**Task statement**
Copy the lines below, requests included, from the line with "[point] at the gravel" through the last line, both ends included. Scale each pixel coordinate in the answers by 1.4 and round to whole numbers, with halves rounded up.

— begin Source records —

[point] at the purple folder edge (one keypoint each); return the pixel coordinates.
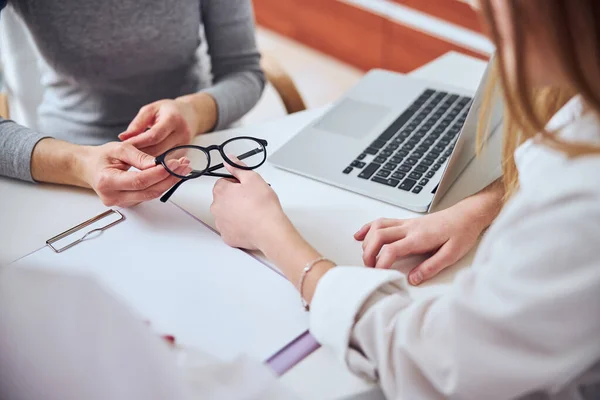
(296, 350)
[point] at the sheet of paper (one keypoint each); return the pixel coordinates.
(178, 274)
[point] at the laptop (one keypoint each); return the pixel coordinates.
(392, 137)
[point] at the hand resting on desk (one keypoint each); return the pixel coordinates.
(447, 235)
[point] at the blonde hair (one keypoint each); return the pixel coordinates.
(528, 110)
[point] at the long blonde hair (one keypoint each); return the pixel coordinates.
(528, 110)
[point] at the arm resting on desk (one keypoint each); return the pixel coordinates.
(4, 112)
(516, 323)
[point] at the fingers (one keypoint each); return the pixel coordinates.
(138, 181)
(153, 136)
(443, 258)
(376, 239)
(377, 224)
(134, 157)
(172, 140)
(140, 123)
(240, 174)
(131, 198)
(390, 253)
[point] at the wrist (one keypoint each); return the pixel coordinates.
(203, 111)
(55, 161)
(482, 209)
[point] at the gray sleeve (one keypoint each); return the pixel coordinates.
(237, 75)
(16, 146)
(16, 143)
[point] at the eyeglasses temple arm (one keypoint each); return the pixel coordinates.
(240, 157)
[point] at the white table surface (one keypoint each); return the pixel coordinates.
(325, 215)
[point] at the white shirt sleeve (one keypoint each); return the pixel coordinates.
(63, 337)
(524, 320)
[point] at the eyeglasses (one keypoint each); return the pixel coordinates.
(248, 149)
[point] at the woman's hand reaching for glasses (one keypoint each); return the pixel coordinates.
(106, 170)
(246, 212)
(165, 124)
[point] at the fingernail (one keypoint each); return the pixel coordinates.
(169, 338)
(416, 278)
(173, 164)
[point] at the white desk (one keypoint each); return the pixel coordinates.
(325, 215)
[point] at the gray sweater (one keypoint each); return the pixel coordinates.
(104, 60)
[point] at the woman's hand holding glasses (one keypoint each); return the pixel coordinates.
(106, 170)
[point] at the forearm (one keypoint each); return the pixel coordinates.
(205, 110)
(286, 248)
(235, 95)
(55, 161)
(16, 146)
(484, 206)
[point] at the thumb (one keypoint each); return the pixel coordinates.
(240, 174)
(429, 268)
(140, 123)
(138, 159)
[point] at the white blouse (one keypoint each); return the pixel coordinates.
(523, 321)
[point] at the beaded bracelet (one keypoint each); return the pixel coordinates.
(305, 272)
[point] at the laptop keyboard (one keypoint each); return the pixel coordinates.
(416, 145)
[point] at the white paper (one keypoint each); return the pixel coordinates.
(179, 275)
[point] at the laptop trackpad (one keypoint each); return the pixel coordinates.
(352, 118)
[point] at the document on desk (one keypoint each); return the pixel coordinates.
(178, 274)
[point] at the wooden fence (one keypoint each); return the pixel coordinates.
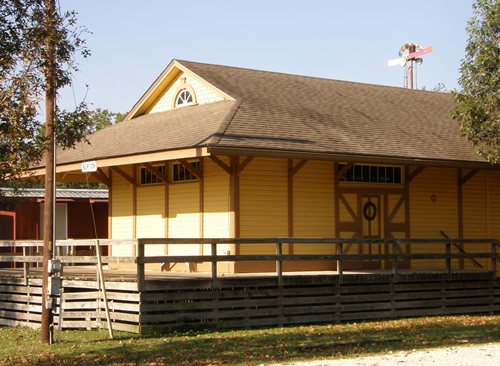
(149, 301)
(453, 250)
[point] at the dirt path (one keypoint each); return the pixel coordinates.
(482, 355)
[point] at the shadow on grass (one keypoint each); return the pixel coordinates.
(273, 345)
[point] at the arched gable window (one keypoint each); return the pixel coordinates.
(184, 98)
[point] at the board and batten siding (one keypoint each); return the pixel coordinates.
(313, 206)
(122, 222)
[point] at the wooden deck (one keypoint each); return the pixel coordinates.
(144, 301)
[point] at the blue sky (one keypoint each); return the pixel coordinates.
(133, 41)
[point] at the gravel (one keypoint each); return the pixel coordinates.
(483, 355)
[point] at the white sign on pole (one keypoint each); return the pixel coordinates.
(89, 166)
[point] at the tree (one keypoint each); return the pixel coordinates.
(478, 101)
(101, 118)
(37, 48)
(23, 47)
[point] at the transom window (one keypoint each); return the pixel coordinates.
(184, 98)
(372, 174)
(147, 177)
(181, 174)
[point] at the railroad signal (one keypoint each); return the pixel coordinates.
(409, 53)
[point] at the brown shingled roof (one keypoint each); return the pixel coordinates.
(275, 111)
(289, 112)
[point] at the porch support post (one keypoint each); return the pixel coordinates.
(234, 202)
(292, 170)
(406, 194)
(461, 180)
(460, 214)
(134, 202)
(167, 191)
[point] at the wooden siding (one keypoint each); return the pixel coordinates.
(475, 212)
(313, 211)
(216, 217)
(184, 216)
(428, 218)
(203, 94)
(151, 215)
(263, 202)
(122, 211)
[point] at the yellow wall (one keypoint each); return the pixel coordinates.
(121, 212)
(264, 208)
(313, 206)
(428, 218)
(203, 93)
(263, 202)
(493, 204)
(151, 215)
(184, 216)
(216, 201)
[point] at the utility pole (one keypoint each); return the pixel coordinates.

— end Source records —

**Written answer**
[point] at the gravel (one keypoint each); return the pixel coordinates.
(676, 497)
[point] at the white sign on pole (one keypoint each); return the pixel coordinates.
(125, 232)
[point] at the tree (one keypoint each); return the pixel coordinates.
(669, 141)
(141, 165)
(52, 67)
(32, 66)
[point] at the transom window (one keypoint each); return the pixel coordinates.
(258, 137)
(521, 244)
(206, 248)
(253, 244)
[point] at the railroad signal (one keypoint each); return the pixel coordinates.
(573, 74)
[point] at the brown shingled roof (one keypoint each); return the pixel coordinates.
(385, 155)
(405, 157)
[point] at the porch support post (one keypoint each); return the pixel coordinates.
(328, 283)
(409, 238)
(568, 272)
(645, 252)
(644, 300)
(188, 283)
(234, 267)
[point] at the wooden siding (one keypoint each); return the pixel coordinates.
(665, 297)
(438, 295)
(302, 304)
(258, 302)
(599, 305)
(284, 132)
(211, 301)
(368, 283)
(171, 295)
[point] at the yellow wall (one keypoint each); return the pixel coordinates.
(169, 297)
(370, 291)
(438, 288)
(599, 305)
(284, 130)
(368, 283)
(690, 286)
(211, 301)
(258, 302)
(302, 281)
[point] at the utility pole (one keypoint each); return the pixel coordinates.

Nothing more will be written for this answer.